Technomental
· 29 Mar 2011 · 00:50 ·
© Margarida Castel-Branco

Música de dança: um termo generalista que diz tudo e nada simultaneamente; que especificamente revela os seus propósitos, mas que se apresenta numa multiplicidade de facetas que vão do tradicional ao modernaço, do ritual espiritual ao puro hedonismo físico. Seja qual for o objectivo, dançar é mesmo um ritual de libertação, de escape, purificação da alma onde a música irrigada por cadências expressivas tem um papel essencial. É assim desde que o homem em África deu os primeiros batuques inventando ritmos padronizados (amiúde com relevância social) que se disseminaram pelos quatro cantos mundo até ao ponto da evolução disciplinada – e mais pragmática – da noção de harmonia nas pautas a que se chamou composição musical.

De que se trata quando se fala de música de dança nestes dias em que as designações tornam-se tão vastas, ambíguas e em que constantes neologismos substituem velhas expressões? Deixando de lado, por agora, formas de música ritmada de expressão popular tradicional (do batuque ritualista africano ao ragtime, do tango ao malhão), focando as atenções sobre as dialécticas contemporâneas da música de dança de cariz urbana, vejam-se – em concreto para esta curta recensão – as evoluções do techno e até mesmo da house (as fronteiras confundem-se com frequência), tipologias hoje perfeitamente aceites e reconhecidas – já por vários escalões etários – pela provocação à dança. Nascido eles próprios como consequência de avitas manipulações “genéticas” com escola nos anos 1970, são hoje géneros de inquestionável identidade (desde sempre sujeitos a provações geradoras de mutações) e com um espaço próprio no panorama da música popular onde a especulação é uma ferramenta do evolucionismo. Subcategorias foram nascendo, outras foram-se fundido e outras que desapareceram. Tudo provas que confirmam como a música, em geral, se tornou num organismo vivo sujeito a uma evolução darwiniana onde géneros mais fortes na substância dominam os mais fracos de conteúdos.

ENUNCIADO:
Indique todas as formas de música ritmada de expressão popular tradicional que o texto sobre música de dança refere como exemplos entre parênteses.

DADOS DISPONÍVEIS:
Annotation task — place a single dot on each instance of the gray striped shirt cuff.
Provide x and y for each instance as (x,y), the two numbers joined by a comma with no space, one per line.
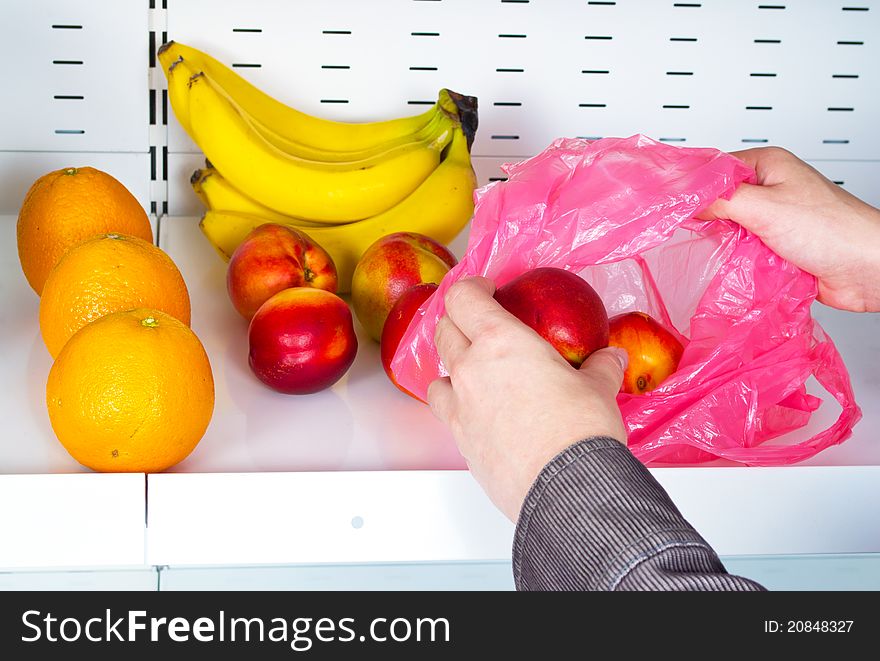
(596,519)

RESOLUÇÃO:
- batuque ritualista africano
- ragtime
- tango
- malhão